An infographic from SATS, highlighting the difference in the volume of aquaculture production in China and the United States.

Aquaculture campaign group is on board with NOAA 

Industry coalition says yes to government body's proposals to help sector grow


Stronger America Through Seafood (SATS), an industry coalition that advocates for federal legislation to support an expanded offshore aquaculture sector in the United States, has given its backing to proposals from the government's National Oceanic and Atmospheric Administration (NOAA) that are aimed at helping the industry grow.

SATS has submitted its comments to NOAA Fisheries on the agency’s Draft Aquaculture Economic Development Plan, detailing support for many components and offering additional focus areas.

NOAA is part of the US Department of Commerce, and the Strategic Plan for Aquaculture Economic Development outlines actions that federal agencies can take within their existing statutory authorities and budgetary resources to support a robust, resilient, globally competitive, and environmentally sustainable domestic aquaculture sector. The US currently has a labyrinthine aquaculture permitting structure that is complicated, costly, and time consuming.

Hindered by bureaucracy

The NOAA plan complements two other National Science and Technology Council (NSTC) plans to fully comprise an update to the National Aquaculture Development Plan and lay out a framework to support expansion of the domestic commercial and conservation aquaculture sectors.

Drue Banta Winters says that until a timely and affordable regulatory process exists, US aquaculture will remain hindered.

Drue Banta Winters, campaign manager for SATS, said: “Aquaculture expansion not only addresses food security needs, but also presents an opportunity to create quality jobs and reduce our reliance on seafood imports, strengthening America's food independence. Yet, to build a robust, resilient, globally competitive, and environmentally sustainable domestic aquaculture sector, federal agencies must have clear statutory authority and a timely and affordable regulatory process to establish farms in US waters. Until that is established, aquaculture will remain hindered in the US.”

_ _ _ _ _ _ _

AIM 1: Pick out every line of the records that contains the word "distant".
The records that follow are unrelated to the aquaculture article.

RECORDS SUPPLIED:
_ _ _ _ _ _ _

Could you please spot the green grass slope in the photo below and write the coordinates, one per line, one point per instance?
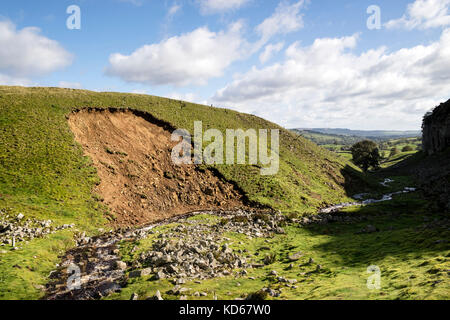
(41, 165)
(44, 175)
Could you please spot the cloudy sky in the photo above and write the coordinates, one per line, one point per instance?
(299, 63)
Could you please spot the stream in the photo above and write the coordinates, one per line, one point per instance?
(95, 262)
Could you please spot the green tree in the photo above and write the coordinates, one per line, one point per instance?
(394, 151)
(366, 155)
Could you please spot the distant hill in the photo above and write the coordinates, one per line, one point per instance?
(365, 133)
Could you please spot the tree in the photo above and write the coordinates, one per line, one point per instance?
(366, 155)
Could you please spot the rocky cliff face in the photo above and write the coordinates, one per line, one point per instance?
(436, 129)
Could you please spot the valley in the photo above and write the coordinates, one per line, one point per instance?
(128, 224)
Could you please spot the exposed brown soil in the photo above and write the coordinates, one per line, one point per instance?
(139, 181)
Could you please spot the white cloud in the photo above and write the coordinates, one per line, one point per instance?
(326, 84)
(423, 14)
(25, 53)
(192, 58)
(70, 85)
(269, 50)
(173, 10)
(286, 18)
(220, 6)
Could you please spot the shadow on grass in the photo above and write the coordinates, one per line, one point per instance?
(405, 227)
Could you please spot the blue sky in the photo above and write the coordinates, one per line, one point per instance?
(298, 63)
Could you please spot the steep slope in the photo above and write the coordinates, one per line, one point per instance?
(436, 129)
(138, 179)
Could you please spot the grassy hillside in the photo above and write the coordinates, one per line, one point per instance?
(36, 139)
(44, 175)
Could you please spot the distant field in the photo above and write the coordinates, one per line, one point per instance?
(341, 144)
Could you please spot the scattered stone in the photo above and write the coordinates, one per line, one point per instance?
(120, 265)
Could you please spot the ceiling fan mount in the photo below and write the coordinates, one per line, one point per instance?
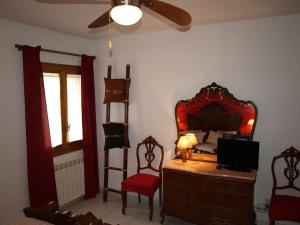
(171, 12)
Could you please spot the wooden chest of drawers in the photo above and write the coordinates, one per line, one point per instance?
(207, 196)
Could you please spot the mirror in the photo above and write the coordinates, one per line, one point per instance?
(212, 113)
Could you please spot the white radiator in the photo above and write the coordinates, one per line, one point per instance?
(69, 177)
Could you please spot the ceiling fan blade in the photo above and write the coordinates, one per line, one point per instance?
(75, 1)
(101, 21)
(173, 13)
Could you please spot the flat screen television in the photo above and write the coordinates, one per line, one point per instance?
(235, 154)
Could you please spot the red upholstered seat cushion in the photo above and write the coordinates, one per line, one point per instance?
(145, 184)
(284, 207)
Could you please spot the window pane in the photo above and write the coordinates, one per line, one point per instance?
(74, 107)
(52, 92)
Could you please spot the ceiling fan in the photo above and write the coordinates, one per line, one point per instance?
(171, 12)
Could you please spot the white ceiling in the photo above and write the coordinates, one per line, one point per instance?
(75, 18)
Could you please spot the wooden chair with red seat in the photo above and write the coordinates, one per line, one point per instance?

_ _ _ _ _ _ _

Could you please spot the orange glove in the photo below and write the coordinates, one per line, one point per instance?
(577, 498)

_ _ _ _ _ _ _

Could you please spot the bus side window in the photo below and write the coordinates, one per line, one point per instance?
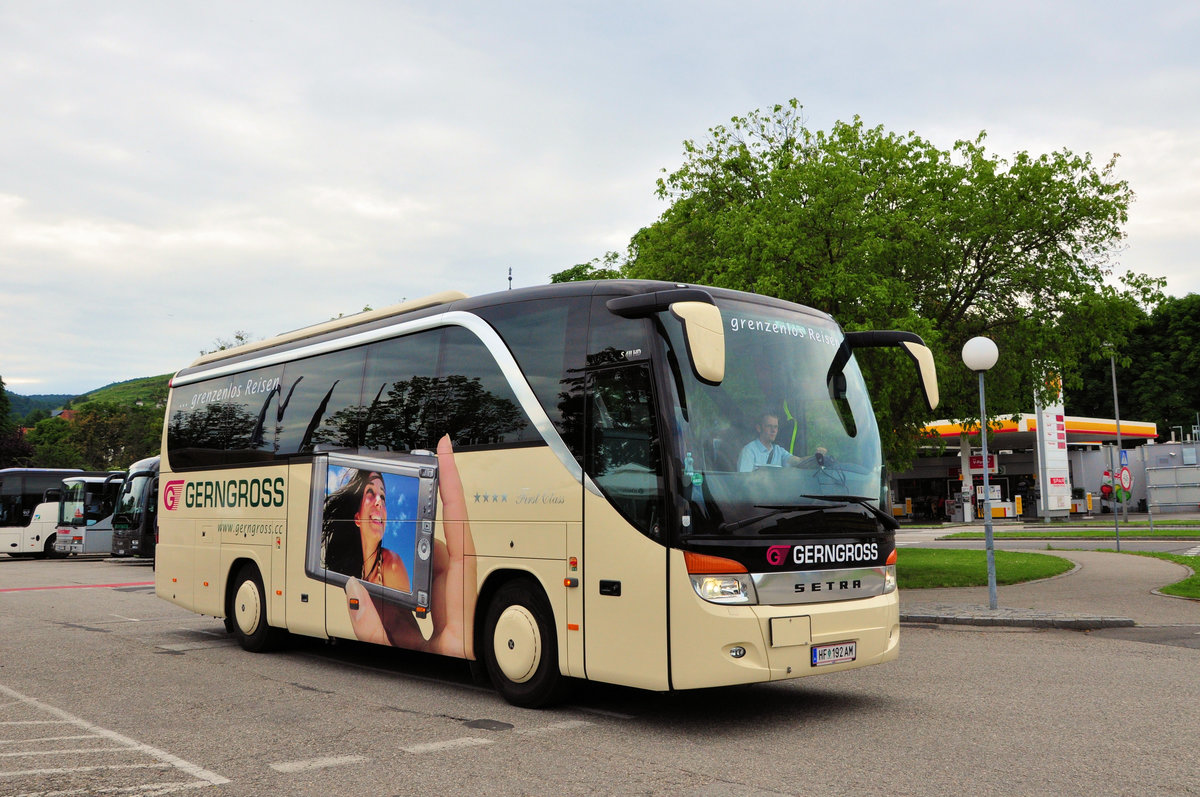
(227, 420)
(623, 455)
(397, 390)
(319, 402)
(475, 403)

_ _ _ _ _ _ _

AIM 2: According to the aquaculture article, which federal department is NOAA part of?

WRITTEN SOLUTION 1:
Could you please spot the distant hill in the photo above and write the coordinates, one per line, one point per instance?
Could you please spot the distant field in the photo above and write the coordinates, one per line, one point per instance?

WRITTEN SOLUTION 2: The US Department of Commerce.